======== Text to read

Personal Watercraft Injury – Is There a Case?
Written by Daniel G. Kagan
Each summer, many Maine residents and tourists are injured by negligent use of personal watercraft (PWC). Known by such names as Jet Ski, WaveRunner and Sea-Doo, PWCs are relatively inexpensive and easy to operate. PWCs pose risks to health and safety in a variety of ways. Used properly, with proper training and supervision, they can be both fun and safe. Unfortunately, too often proper safety precautions are overlooked or ignored, resulting in catastrophic injury or death. To recognize whether Maine law can provide a remedy for someone injured or killed by a PWC, it is helpful to understand how they operate.
Fig. 1—Courtesy of American Boating Education
A rider sits or stands on the PWC rather than inside it like a boat. Many are designed for two, three or even four people. The configuration for operation is most akin to a motorcycle or ATV, with driver and riders straddling a seat or bench.
Mounted beneath the seat is a gasoline engine driving a pump jet. The pump jet turns a screw-shaped impeller that draws in water and pushes it through a pump housing. The pump housing contains a venturi that creates thrust for both propulsion and steering. Fig. 1.
At first glance, a PWC’s operational controls look very much like those on snowmobiles and ATVs. The operator sits or stands directly behind handlebars upon which a thumb throttle is located. Depressing the throttle lever with the thumb causes acceleration.
Fig.2—Courtesy of American Boating Education
Steering, too, is similar to a snowmobile or ATV—the operator turns the handlebars in the direction she wishes to go. These similarities with other familiar recreational machines is deceptive and even dangerous, because it hides two critical ways in which PWCs handle very differently than their land-based cousins.

================
======== Records for this exercise

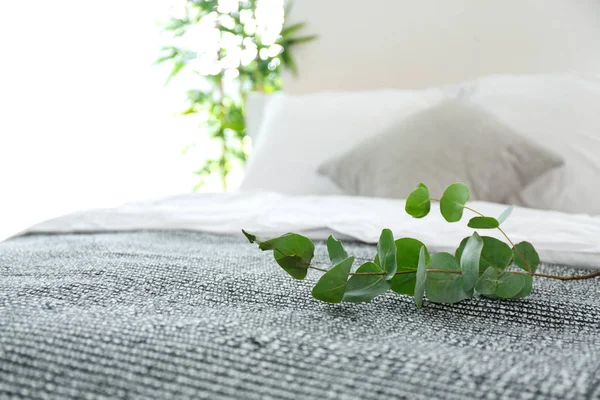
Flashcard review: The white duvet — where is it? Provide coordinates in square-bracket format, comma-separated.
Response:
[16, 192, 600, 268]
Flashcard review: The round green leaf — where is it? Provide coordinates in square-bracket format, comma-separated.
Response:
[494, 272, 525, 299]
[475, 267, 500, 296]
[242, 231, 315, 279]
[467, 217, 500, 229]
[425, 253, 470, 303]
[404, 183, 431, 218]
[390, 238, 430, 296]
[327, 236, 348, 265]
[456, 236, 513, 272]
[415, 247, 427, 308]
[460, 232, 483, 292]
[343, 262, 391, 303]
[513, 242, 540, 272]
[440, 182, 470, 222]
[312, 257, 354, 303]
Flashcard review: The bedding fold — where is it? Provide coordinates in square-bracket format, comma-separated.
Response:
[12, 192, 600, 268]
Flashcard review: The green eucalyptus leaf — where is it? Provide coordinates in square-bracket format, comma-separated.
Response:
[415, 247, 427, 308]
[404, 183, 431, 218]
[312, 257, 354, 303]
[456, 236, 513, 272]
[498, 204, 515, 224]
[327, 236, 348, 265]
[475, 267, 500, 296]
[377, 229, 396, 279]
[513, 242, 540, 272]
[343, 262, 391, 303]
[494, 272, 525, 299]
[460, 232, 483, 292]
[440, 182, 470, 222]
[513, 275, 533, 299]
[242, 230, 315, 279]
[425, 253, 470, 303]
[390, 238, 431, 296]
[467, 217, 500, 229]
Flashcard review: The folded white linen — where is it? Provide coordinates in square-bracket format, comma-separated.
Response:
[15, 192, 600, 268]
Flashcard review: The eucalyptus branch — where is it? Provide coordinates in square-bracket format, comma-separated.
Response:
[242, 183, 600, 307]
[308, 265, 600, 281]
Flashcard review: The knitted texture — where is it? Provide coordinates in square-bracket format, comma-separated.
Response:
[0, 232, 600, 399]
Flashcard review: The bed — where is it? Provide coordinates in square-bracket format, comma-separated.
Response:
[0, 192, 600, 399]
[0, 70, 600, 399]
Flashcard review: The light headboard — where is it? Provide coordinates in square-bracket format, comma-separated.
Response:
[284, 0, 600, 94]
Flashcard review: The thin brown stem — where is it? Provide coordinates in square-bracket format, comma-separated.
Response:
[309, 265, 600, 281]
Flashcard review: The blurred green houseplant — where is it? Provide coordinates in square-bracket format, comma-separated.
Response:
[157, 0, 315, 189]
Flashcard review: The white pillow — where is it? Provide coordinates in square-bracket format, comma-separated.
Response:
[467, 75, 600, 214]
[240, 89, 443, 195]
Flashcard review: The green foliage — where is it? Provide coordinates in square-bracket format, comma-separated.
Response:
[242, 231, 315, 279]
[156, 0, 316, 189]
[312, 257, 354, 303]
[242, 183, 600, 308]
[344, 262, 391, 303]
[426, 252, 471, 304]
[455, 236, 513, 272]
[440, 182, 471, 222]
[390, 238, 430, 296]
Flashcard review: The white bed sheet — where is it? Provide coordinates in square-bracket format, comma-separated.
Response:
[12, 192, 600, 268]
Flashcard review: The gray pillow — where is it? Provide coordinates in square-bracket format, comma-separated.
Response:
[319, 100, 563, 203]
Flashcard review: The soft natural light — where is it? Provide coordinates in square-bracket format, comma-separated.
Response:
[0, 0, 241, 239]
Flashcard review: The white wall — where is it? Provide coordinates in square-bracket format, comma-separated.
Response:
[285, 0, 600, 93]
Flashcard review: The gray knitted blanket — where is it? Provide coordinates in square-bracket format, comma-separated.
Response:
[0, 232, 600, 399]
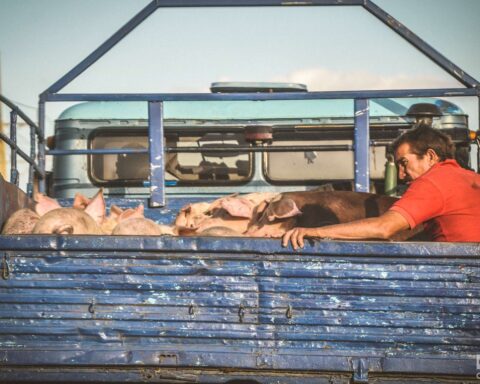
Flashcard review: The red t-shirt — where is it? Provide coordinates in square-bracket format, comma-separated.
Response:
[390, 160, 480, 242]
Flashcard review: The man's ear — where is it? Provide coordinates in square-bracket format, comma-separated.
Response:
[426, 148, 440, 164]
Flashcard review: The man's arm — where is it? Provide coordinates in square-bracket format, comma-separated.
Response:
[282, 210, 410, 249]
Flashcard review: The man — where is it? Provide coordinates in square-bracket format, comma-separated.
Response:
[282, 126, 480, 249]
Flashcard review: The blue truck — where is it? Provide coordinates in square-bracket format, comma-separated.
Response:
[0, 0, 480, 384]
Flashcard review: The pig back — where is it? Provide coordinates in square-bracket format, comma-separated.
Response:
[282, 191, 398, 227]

================
======== Records for this exercise

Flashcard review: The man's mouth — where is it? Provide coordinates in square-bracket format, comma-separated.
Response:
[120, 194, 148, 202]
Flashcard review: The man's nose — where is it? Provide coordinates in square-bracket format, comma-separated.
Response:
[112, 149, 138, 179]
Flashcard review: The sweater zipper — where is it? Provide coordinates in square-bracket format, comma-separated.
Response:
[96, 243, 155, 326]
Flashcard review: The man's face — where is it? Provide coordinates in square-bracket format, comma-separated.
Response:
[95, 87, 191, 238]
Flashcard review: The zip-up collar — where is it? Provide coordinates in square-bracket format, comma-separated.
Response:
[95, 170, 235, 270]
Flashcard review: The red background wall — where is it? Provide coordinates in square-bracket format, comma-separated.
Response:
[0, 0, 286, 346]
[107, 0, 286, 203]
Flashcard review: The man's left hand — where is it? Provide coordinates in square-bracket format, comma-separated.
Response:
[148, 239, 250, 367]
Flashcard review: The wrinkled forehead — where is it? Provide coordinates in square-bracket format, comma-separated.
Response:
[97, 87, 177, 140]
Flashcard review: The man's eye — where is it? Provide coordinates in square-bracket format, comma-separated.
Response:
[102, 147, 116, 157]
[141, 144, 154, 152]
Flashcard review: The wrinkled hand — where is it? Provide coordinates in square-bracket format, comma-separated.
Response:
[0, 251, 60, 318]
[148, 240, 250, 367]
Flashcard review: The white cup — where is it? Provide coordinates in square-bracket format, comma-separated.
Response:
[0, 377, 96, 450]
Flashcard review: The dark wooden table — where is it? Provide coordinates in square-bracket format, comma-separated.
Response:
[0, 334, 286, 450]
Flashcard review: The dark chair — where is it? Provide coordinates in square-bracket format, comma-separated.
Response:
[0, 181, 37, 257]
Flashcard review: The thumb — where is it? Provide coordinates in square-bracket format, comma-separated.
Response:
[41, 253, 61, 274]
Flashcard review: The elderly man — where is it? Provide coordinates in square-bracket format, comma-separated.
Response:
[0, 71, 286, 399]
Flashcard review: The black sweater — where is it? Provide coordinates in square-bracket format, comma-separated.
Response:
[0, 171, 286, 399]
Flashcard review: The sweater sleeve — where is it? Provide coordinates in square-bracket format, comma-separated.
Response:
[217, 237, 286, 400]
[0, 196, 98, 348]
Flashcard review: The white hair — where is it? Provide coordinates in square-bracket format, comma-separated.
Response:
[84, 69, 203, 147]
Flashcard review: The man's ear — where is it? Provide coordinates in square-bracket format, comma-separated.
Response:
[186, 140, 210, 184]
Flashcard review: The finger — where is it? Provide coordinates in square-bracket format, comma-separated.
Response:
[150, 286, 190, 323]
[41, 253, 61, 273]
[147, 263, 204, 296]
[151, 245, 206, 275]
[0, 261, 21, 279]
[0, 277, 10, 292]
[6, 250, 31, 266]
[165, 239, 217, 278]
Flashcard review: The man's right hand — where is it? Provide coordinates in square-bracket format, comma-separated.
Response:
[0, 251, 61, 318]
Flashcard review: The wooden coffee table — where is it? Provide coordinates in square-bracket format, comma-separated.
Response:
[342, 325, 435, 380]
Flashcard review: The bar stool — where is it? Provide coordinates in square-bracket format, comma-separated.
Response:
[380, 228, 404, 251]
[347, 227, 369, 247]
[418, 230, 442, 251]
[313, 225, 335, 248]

================

--- Required tasks ---
A. In the personal watercraft text, what happens when the operator depresses the throttle lever with the thumb?
B. Return every line of the entries that contains the word "dark".

--- Written responses ---
A. The personal watercraft accelerates.

B.
Flashcard review: The dark wooden table — where is it? Provide coordinates in square-bracket format, comma-separated.
Flashcard review: The dark chair — where is it? Provide coordinates in square-bracket format, comma-separated.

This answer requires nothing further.